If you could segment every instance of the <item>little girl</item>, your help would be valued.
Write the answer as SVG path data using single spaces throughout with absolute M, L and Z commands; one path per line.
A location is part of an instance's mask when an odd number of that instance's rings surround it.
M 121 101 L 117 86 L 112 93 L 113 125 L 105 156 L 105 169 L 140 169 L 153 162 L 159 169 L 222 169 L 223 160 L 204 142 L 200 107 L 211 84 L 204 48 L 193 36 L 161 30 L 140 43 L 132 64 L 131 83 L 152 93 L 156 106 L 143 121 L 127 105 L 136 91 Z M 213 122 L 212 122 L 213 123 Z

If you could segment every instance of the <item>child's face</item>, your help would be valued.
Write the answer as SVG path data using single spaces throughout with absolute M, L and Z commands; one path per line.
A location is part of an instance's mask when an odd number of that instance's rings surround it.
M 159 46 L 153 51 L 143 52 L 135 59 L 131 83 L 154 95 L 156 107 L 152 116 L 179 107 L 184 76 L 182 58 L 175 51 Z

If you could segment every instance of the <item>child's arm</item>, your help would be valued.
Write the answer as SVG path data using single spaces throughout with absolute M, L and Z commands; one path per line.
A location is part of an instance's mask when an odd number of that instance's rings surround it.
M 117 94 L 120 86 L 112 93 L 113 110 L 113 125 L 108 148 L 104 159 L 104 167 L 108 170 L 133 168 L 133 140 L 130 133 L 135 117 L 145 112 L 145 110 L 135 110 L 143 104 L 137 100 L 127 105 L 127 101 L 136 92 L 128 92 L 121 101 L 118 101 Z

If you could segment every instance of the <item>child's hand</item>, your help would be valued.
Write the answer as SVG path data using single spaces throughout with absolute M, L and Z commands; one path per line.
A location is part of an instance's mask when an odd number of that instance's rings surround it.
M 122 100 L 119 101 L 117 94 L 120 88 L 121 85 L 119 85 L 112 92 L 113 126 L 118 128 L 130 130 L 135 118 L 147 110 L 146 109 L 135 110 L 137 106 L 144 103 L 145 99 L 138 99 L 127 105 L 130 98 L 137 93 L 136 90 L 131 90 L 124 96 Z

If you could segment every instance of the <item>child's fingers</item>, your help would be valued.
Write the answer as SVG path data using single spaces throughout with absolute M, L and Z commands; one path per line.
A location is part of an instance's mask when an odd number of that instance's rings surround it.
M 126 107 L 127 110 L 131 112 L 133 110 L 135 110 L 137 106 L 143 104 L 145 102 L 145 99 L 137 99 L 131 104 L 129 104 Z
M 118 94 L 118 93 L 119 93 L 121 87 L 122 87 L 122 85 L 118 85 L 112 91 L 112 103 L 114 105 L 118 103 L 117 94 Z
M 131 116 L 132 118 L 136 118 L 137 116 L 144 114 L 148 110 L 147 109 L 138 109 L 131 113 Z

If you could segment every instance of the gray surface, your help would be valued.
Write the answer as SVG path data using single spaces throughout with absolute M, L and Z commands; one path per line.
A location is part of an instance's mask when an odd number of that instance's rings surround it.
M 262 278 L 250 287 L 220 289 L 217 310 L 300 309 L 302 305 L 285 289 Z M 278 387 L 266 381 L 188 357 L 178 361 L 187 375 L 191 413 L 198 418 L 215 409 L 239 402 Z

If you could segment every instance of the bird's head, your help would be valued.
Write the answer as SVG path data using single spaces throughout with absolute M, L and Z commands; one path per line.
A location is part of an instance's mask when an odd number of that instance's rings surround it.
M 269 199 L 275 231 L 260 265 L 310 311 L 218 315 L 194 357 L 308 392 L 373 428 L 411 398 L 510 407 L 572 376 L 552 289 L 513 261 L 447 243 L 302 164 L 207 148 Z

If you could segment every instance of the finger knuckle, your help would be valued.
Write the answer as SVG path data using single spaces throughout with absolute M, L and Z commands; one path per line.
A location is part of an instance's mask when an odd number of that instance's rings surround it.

◆ ◆ ◆

* _The request_
Repeat the line containing "If you could segment every instance of the finger" and all subsequent lines through the final line of the data, exactly and with no others.

* _The response_
If you could segment every instance of the finger knuckle, your help would be valued.
Write the answer as SVG path data using single spaces throughout with absolute M, L and Z commands; one path per line.
A location is part of an instance's mask when an odd number of that instance's rings surround it.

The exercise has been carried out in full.